++++ Available data ++++
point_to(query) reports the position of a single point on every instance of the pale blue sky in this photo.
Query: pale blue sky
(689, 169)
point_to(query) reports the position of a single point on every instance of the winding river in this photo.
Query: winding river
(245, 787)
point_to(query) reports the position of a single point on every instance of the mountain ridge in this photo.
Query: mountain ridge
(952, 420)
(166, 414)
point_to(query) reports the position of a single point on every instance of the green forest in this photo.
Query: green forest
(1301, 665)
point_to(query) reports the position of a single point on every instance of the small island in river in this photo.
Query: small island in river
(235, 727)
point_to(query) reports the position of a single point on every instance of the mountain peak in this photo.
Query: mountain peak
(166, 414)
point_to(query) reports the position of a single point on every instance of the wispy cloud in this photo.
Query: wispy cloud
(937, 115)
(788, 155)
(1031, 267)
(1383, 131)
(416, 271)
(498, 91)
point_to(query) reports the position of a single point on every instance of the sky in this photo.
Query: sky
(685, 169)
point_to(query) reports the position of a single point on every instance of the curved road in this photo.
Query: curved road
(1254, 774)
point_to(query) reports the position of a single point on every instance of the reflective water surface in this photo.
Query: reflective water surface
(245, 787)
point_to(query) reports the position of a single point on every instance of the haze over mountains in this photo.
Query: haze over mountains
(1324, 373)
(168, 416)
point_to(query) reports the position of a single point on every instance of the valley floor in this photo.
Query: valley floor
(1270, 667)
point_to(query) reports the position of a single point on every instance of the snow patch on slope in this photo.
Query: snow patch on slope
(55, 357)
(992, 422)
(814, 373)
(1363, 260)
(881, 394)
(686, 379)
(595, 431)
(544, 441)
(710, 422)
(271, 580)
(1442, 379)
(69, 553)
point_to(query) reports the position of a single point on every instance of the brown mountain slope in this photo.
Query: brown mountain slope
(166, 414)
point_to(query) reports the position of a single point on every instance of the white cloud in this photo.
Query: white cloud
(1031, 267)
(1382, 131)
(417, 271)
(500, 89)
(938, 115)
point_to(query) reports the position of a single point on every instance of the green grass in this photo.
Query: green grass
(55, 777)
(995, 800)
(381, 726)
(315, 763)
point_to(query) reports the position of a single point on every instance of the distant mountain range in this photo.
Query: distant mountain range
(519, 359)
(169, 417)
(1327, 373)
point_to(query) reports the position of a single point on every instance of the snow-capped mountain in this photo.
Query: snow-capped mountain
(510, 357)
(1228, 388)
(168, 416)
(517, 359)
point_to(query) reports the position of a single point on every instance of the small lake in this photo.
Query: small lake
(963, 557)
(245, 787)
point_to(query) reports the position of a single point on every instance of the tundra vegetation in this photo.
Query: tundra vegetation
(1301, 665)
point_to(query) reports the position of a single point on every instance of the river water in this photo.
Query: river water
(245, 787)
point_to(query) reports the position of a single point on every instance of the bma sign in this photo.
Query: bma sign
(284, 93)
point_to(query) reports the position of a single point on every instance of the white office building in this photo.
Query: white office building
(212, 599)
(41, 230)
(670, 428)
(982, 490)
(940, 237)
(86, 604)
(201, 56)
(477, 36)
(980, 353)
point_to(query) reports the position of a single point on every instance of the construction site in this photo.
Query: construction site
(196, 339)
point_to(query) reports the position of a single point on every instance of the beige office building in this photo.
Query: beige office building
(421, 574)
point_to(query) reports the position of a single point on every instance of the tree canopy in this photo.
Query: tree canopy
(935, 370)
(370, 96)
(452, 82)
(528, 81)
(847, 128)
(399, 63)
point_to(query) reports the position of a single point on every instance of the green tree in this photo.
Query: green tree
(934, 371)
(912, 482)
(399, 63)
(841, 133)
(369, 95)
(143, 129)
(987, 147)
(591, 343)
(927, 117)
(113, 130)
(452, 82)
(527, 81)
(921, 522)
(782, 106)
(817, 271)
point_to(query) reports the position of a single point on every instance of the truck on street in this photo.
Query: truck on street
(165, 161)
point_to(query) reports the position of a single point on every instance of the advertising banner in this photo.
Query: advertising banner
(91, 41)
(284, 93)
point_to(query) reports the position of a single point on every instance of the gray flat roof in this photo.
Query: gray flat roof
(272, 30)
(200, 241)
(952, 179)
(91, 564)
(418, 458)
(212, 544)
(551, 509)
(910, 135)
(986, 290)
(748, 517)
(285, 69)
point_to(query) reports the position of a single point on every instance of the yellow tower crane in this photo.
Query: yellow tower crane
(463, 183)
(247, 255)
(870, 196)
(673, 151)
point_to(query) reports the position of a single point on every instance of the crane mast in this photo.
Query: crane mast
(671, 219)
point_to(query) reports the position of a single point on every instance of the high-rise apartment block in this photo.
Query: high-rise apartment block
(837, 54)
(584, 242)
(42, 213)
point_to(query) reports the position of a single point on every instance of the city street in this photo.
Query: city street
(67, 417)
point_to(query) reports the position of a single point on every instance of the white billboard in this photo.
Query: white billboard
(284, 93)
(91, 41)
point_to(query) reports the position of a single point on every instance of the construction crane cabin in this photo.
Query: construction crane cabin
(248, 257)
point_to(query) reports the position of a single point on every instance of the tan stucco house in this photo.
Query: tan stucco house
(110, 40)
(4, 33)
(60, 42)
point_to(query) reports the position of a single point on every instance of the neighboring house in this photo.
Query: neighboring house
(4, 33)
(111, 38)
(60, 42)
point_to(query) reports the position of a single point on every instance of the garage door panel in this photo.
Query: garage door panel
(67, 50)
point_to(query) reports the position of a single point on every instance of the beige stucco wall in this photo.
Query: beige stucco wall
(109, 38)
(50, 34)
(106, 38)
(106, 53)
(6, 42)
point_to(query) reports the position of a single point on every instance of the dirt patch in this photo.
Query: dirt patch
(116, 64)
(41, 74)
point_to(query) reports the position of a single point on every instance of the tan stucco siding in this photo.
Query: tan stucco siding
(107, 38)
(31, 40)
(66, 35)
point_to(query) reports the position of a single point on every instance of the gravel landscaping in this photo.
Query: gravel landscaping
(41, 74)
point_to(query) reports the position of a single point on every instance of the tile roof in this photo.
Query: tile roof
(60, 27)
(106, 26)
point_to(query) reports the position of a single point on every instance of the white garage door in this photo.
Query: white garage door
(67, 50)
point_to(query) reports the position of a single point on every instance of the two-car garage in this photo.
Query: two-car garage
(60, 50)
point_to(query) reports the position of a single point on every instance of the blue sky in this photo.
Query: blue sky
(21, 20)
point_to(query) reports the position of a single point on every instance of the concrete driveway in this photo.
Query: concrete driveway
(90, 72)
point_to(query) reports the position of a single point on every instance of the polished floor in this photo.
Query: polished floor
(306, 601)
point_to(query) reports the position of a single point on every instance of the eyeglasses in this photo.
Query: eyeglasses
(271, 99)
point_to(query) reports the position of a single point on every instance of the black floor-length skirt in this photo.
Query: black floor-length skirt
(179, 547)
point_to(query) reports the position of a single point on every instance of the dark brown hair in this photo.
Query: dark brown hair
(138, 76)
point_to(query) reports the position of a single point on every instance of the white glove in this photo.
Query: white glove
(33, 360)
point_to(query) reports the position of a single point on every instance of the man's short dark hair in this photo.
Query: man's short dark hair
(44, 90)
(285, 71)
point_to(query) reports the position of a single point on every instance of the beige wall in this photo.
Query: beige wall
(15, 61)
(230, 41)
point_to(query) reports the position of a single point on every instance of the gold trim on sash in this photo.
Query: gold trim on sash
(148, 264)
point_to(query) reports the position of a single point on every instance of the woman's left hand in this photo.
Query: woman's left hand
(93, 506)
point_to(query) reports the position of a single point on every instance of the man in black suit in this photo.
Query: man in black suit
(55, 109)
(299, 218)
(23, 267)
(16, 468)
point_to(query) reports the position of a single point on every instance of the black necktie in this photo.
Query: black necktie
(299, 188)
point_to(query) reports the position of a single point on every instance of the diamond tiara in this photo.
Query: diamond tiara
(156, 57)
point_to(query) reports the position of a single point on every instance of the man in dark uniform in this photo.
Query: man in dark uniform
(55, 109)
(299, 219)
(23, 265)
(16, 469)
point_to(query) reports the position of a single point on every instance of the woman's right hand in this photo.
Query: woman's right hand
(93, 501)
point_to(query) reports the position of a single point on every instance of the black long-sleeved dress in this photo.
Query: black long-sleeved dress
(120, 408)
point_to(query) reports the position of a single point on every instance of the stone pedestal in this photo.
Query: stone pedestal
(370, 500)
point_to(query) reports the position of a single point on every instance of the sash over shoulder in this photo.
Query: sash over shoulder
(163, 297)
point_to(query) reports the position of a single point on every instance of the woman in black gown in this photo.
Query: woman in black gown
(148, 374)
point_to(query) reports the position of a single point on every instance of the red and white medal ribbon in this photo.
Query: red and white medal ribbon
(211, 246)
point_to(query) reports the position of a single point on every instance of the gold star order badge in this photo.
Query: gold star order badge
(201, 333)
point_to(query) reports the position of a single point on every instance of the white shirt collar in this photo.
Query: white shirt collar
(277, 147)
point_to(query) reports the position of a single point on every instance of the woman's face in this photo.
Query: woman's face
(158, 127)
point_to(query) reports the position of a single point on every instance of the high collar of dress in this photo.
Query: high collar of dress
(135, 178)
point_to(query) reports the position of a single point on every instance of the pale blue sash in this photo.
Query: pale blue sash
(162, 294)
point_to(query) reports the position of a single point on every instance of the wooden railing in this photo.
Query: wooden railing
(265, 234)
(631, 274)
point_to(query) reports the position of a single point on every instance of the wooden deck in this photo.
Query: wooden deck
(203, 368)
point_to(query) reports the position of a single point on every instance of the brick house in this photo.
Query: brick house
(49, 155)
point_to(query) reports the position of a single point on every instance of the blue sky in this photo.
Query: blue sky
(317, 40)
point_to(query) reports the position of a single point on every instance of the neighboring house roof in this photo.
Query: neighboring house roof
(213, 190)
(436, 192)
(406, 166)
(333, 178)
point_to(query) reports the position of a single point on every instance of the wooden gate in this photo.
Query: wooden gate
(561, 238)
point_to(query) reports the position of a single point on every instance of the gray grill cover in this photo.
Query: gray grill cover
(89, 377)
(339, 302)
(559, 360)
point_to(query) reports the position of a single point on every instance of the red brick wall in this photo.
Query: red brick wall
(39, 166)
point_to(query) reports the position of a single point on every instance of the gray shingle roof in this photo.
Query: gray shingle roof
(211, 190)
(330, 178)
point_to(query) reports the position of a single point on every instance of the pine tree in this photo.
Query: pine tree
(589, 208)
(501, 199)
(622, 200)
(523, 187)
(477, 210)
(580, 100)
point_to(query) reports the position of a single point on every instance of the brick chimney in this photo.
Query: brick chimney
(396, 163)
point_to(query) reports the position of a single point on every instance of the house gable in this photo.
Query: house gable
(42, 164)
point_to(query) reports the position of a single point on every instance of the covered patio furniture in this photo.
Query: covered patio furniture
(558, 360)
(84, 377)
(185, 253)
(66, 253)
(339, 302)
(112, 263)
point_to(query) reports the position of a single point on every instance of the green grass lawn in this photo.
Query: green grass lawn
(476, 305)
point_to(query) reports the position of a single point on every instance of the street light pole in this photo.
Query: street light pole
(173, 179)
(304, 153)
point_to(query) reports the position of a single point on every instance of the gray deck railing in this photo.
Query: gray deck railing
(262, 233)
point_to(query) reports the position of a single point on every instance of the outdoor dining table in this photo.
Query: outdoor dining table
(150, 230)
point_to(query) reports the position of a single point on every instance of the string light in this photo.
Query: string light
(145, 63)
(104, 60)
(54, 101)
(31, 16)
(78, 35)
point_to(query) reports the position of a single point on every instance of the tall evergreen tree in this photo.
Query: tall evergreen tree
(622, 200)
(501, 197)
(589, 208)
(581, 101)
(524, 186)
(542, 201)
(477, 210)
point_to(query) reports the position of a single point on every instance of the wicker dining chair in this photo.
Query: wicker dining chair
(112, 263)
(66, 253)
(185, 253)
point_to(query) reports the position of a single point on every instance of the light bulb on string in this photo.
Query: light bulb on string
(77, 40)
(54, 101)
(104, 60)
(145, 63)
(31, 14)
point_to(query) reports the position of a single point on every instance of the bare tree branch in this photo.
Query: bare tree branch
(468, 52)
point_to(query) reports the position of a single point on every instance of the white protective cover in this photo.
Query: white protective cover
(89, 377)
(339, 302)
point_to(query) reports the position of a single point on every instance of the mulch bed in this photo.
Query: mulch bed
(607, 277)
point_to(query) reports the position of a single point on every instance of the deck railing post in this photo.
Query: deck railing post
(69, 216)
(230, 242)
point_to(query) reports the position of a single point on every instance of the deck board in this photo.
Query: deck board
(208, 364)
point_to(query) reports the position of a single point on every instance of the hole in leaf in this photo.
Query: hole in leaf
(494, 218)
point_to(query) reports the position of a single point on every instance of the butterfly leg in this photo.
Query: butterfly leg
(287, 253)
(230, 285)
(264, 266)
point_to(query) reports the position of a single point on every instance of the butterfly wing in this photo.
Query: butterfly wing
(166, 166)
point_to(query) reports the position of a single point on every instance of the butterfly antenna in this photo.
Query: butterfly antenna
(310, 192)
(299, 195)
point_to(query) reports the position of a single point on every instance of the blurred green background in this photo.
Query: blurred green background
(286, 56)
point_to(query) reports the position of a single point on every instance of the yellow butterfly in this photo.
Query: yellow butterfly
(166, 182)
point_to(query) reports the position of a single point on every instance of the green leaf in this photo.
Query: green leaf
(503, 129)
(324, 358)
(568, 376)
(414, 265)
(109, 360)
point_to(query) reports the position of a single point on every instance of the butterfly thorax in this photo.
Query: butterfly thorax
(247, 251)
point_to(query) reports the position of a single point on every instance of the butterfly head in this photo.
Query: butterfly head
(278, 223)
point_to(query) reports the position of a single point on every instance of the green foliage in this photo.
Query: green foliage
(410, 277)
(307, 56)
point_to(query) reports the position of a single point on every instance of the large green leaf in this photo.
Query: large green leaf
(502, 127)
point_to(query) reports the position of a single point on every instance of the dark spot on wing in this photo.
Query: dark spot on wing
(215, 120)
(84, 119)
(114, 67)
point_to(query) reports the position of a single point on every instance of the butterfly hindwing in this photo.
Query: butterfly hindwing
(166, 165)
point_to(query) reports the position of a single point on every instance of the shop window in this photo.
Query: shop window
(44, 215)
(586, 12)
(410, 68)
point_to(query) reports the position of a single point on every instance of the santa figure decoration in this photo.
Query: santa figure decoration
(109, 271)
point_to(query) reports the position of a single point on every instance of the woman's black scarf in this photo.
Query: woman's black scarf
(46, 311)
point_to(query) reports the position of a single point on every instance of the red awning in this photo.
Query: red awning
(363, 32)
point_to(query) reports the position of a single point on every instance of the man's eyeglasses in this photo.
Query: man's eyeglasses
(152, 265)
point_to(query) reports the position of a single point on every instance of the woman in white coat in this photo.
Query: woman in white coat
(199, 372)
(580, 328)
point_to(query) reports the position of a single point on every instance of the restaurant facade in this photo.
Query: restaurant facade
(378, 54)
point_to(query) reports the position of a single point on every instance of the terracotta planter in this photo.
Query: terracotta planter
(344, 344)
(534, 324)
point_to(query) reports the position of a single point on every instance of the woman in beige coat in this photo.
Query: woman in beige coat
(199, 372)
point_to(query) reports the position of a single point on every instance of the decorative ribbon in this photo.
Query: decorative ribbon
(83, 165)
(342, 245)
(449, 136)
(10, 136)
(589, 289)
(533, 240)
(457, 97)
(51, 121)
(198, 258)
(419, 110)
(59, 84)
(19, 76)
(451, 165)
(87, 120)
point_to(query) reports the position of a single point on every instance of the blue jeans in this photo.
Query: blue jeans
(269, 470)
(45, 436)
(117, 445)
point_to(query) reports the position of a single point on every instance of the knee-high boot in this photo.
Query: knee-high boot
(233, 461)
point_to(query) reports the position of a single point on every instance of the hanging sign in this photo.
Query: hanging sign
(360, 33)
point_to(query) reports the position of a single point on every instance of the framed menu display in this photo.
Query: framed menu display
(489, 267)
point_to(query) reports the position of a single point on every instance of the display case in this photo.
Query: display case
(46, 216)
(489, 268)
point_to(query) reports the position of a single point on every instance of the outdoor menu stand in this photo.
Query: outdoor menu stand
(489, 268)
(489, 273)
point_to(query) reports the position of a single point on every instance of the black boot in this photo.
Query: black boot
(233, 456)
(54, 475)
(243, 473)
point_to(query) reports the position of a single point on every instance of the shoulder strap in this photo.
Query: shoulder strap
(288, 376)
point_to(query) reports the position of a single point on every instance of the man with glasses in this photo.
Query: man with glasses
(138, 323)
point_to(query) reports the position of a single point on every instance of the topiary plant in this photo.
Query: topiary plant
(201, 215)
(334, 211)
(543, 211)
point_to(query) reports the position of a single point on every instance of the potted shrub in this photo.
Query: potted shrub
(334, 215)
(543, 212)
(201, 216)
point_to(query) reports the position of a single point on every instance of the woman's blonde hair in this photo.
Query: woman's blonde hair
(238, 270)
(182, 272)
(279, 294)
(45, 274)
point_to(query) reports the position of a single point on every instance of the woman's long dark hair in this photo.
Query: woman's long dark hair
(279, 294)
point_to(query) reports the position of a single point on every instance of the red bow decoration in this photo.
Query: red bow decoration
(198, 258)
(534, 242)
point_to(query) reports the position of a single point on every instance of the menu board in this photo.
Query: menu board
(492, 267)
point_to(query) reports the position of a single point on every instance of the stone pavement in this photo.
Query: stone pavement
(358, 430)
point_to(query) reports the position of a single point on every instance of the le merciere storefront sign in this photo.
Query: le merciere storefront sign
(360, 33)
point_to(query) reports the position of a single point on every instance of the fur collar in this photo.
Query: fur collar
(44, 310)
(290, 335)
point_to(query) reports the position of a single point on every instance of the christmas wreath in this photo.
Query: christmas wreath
++++
Task item >>
Within the data above, the lines from the one with "protective cover in this photo." to the one with "deck board in this photo." must be repeated exactly; no other line belongs in the answer.

Task response >>
point_to(query) reports the position of a single point on every instance of the white protective cover in this photo.
Query: white protective cover
(89, 377)
(339, 302)
point_to(query) reports the position of a single point on every instance of the mulch bed in this photo.
Query: mulch bed
(607, 277)
point_to(query) reports the position of a single point on every instance of the deck railing post in this photo.
Query: deck railing post
(69, 216)
(230, 242)
point_to(query) reports the position of a single point on every instance of the deck board in this photo.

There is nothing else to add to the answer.